(Material for this exercise)

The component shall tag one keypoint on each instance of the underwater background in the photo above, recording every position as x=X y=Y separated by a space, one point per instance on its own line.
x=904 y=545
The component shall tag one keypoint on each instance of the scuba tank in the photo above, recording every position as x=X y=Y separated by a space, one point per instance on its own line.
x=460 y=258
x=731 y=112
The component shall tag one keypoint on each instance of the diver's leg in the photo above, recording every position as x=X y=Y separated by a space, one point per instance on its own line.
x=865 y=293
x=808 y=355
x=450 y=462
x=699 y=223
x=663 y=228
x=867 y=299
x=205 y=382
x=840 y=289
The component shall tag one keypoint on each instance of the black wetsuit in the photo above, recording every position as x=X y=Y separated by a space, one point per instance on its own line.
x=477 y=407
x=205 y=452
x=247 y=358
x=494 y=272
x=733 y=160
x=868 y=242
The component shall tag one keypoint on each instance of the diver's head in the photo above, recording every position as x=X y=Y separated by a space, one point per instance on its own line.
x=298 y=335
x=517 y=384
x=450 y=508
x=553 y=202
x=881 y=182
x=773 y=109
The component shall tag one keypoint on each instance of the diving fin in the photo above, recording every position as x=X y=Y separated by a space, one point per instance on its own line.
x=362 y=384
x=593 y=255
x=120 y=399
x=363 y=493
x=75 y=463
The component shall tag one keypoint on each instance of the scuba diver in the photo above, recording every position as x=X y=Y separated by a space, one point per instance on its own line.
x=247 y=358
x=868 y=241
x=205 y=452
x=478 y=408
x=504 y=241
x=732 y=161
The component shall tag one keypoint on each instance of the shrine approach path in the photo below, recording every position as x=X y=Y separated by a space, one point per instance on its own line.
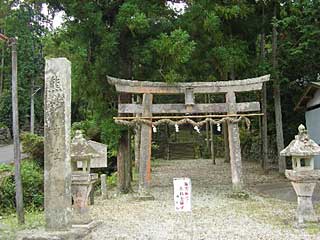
x=216 y=213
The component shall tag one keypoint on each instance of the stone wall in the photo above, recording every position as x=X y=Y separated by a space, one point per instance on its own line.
x=5 y=136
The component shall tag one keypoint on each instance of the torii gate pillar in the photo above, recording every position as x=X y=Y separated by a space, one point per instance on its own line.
x=234 y=144
x=145 y=151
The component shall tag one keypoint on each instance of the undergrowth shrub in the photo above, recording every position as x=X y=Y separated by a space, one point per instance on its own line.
x=32 y=184
x=33 y=145
x=88 y=127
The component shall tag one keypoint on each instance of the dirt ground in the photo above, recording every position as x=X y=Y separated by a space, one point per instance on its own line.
x=216 y=214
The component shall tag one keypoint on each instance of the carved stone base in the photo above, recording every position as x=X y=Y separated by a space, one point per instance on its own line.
x=305 y=211
x=77 y=232
x=304 y=183
x=144 y=195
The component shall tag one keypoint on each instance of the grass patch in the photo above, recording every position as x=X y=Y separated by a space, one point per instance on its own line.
x=9 y=224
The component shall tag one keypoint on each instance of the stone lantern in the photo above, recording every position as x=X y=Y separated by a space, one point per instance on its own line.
x=303 y=176
x=82 y=180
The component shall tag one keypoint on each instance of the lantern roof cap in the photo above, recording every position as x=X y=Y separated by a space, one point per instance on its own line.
x=81 y=149
x=302 y=145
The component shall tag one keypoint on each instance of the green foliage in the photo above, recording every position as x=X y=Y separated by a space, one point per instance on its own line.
x=90 y=129
x=110 y=135
x=32 y=183
x=112 y=180
x=33 y=146
x=172 y=51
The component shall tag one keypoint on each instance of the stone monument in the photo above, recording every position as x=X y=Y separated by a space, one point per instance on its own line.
x=57 y=126
x=82 y=179
x=303 y=176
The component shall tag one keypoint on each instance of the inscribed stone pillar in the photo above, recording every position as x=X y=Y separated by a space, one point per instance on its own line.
x=57 y=163
x=145 y=151
x=234 y=144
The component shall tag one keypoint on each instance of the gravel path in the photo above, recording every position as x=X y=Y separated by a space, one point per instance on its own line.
x=215 y=215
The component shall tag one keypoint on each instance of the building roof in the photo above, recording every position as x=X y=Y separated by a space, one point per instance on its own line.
x=307 y=96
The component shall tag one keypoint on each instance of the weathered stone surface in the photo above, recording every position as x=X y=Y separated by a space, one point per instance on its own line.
x=77 y=232
x=5 y=136
x=234 y=145
x=104 y=192
x=57 y=166
x=302 y=145
x=303 y=176
x=87 y=154
x=145 y=151
x=81 y=187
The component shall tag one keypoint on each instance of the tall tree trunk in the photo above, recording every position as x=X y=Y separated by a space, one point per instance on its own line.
x=277 y=94
x=264 y=129
x=16 y=139
x=206 y=99
x=2 y=70
x=32 y=106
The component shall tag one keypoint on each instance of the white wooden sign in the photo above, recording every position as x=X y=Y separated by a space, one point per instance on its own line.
x=182 y=194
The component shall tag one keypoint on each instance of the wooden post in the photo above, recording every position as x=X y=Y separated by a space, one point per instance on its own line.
x=15 y=130
x=234 y=144
x=145 y=151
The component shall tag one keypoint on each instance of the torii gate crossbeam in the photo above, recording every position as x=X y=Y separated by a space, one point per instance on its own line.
x=147 y=109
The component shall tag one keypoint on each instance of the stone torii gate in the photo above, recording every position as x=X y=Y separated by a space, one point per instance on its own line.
x=231 y=111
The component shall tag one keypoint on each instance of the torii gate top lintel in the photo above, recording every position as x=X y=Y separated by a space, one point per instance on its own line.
x=134 y=86
x=143 y=114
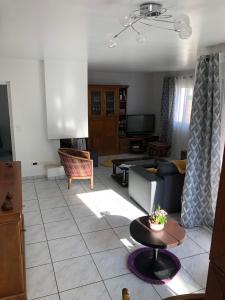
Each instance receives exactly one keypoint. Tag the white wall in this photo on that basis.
(144, 93)
(29, 114)
(66, 98)
(5, 135)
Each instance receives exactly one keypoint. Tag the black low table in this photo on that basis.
(155, 264)
(125, 163)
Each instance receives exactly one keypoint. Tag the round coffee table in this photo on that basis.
(155, 264)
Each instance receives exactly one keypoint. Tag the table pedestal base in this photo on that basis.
(153, 265)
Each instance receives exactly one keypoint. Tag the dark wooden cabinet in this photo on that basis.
(104, 116)
(12, 264)
(216, 277)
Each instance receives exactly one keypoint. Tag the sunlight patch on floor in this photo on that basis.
(109, 202)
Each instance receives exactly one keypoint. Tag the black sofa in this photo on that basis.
(150, 190)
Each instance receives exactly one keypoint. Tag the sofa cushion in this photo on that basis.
(180, 165)
(166, 168)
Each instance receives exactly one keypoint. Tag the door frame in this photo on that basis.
(7, 83)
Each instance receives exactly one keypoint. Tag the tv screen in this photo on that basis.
(140, 124)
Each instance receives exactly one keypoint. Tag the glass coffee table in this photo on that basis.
(153, 263)
(124, 164)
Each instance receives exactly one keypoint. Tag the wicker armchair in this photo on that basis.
(77, 164)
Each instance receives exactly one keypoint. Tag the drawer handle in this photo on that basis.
(7, 204)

(End Material for this exercise)

» Task description
Reproduce the material word for word. Skip every picture it holds.

» Task solution
The component shall tag one keypoint on each instance of the underwater background in the photo above, recording every position as x=X y=Y separated by a space, one point per instance on its own line.
x=904 y=545
The component shall tag one keypoint on each instance of the scuba tank in the photo above, recording every position as x=X y=Y separated by a space, one point per instance on its own line.
x=460 y=258
x=731 y=112
The component shall tag one keypoint on each instance of the diver's leg in the photo above, recording every position as x=X y=Y separated by a space, one point per instance on its own line.
x=865 y=293
x=808 y=355
x=450 y=462
x=699 y=223
x=663 y=228
x=867 y=299
x=205 y=382
x=840 y=289
The component shall tag one keypoint on each instance of the black wetsuit in the photo above, recording every position as x=X y=Y separated by a space, one point per instance on its own line.
x=477 y=407
x=205 y=452
x=247 y=358
x=494 y=272
x=733 y=160
x=868 y=242
The component shall tag one keypoint on each instance of the diver's head in the photo above, recording every position as x=X y=Y separated by a space, one point per instance on its own line.
x=298 y=335
x=517 y=384
x=450 y=508
x=553 y=202
x=881 y=182
x=773 y=109
The component shall tag one keypoint on each instance of the diving fin in the photo above, recording every position as x=X y=Y separated by a space, one point per instance on its own line.
x=362 y=384
x=593 y=255
x=120 y=399
x=363 y=493
x=75 y=463
The component shall tag one keypoint on each instance of the scuba diver in the photo above, recording every position as x=X y=Y separated by a space, one point per instance on its own line.
x=247 y=358
x=868 y=241
x=205 y=452
x=478 y=408
x=504 y=241
x=732 y=161
The component shall tag one keypoint on each instance of the shrine approach path in the photo below, recording every position as x=X y=Y separated by a space, one point per instance on its own line.
x=216 y=213
The component shall tag one keypoint on each instance of the stone wall in the photo above, recording every position as x=X y=Y separated by a space, one point per instance on its own line.
x=5 y=136
The component shall tag one keypoint on each instance of the torii gate pillar in the photo above, recording every position as x=X y=Y separated by a space, one point per instance on its own line.
x=234 y=144
x=145 y=151
The component shall tag one keypoint on each instance of the undergrowth shrub in the photo above, recording every position as x=X y=Y separated by a space, one point per instance on its own line.
x=32 y=184
x=33 y=145
x=88 y=127
The component shall tag one keypoint on each instance of the dirt ground in the photo above, recording every position as x=X y=Y separated by a space, one point per instance on its own line.
x=216 y=214
The component shall tag one keypoint on each instance of the carved stone base in the photo above, recording every position as x=X y=Y separated by a space, one point per instance on its own line.
x=305 y=211
x=77 y=232
x=304 y=183
x=144 y=195
The component shall tag one keypoint on each instance of the grass patch in the photo above, recording every position as x=X y=Y separated by a space, one point per instance on its own line.
x=9 y=224
The component shall tag one keypoint on each instance of the stone lantern in the photo above, recording every position as x=X y=Y separated by a space, one point per instance on its own line.
x=303 y=176
x=82 y=180
The component shall tag one keypoint on each instance of the lantern roof cap in the photo above, recording every position as x=X y=Y separated by a space, one point per instance on its own line.
x=81 y=149
x=302 y=145
The component shall tag one keypoint on each instance of the green foliage in the photo above, recording every position as x=X y=Y separated by a space, one point per instance on its own line.
x=90 y=129
x=110 y=135
x=32 y=183
x=112 y=180
x=33 y=146
x=172 y=51
The component shall tag one keypoint on each instance of the stone monument in the photo above, recording every position as x=X y=Y separated by a space, one point per instance on its own line.
x=57 y=126
x=82 y=179
x=303 y=176
The component shall tag one keypoint on each instance of the inscribed stone pillar in the photo above, recording every position as x=X y=Y separated by a space, one point per instance on its own line.
x=57 y=163
x=145 y=151
x=234 y=144
The component shall tag one keypoint on each instance of the gravel path in the photo above, recording every position as x=X y=Y separated by a space, one point per instance on its own line.
x=215 y=215
The component shall tag one keypoint on each instance of the building roof in the photo above, recording every position as x=X y=Y separated by a space, one point per instance on its own line.
x=307 y=96
The component shall tag one keypoint on each instance of the weathered stone surface in the photo above, recording every position as x=X y=Y separated by a space, one point per instance on its own line.
x=77 y=232
x=5 y=136
x=234 y=145
x=104 y=192
x=57 y=166
x=302 y=145
x=303 y=176
x=87 y=154
x=145 y=151
x=81 y=187
The component shall tag one keypoint on each instance of the tall tree trunk in the photo above, recording every position as x=X y=Y separated by a space, one point per instance on its own line.
x=277 y=94
x=264 y=129
x=16 y=139
x=206 y=99
x=2 y=70
x=32 y=106
The component shall tag one keypoint on each instance of the white wooden sign in the photo above, recording every position as x=X y=Y separated by a space, one point per instance on its own line.
x=182 y=194
The component shall tag one keypoint on each instance of the wooden post in the photo above, recording every position as x=X y=Y separated by a space, one point per instance on its own line.
x=15 y=130
x=234 y=144
x=145 y=151
The component shall tag one keypoint on each instance of the torii gate crossbeam in the photo above, recording every position as x=X y=Y separated by a space, one point per instance on its own line.
x=147 y=109
The component shall tag one keypoint on each instance of the stone torii gate in the photo above, recording every position as x=X y=Y separated by a space, one point per instance on its own line.
x=231 y=111
The component shall tag one keypoint on each instance of the torii gate top lintel in the photo above, recording every position as x=X y=Y separated by a space, one point per instance on its own line.
x=134 y=86
x=143 y=114
Each instance receives exactly one keypoint. Tag the white wall in this photo on that basis.
(144, 93)
(29, 114)
(66, 98)
(5, 135)
Each instance receives exactly one keypoint. Tag the black low table in this photo on that basis.
(155, 264)
(125, 163)
Each instance receives exactly one keypoint. Tag the round coffee table in this photo on that basis.
(155, 264)
Each instance receives exactly one keypoint. Tag the table pedestal base in this photo on that basis.
(153, 265)
Each instance receives exactly one keypoint. Tag the dark wooden cabinet in this photo on that basis.
(104, 116)
(12, 264)
(216, 277)
Each instance receives exactly one keypoint. Tag the sunlight patch on floor in this photo on that basis.
(109, 202)
Each instance receives exactly one keypoint. Tag the black sofa in this photo on that basis.
(150, 190)
Each instance receives exactly one keypoint. Tag the sofa cushion in this photo on that basis.
(180, 165)
(166, 168)
Each instance receives exactly one keypoint. Tag the door frame in this photo on that basis.
(7, 83)
Each instance receives exactly one keypoint. Tag the tv screen in this photo on that basis.
(140, 124)
Each instance receives exactly one keypoint. Tag the glass coffee table in this photo on that basis.
(153, 263)
(124, 164)
Each instance receives exactly one keypoint. Tag the wicker armchair in this photo on that basis.
(77, 164)
Each instance receives exactly one keypoint. Tag the drawer handle in this photo on that basis.
(7, 204)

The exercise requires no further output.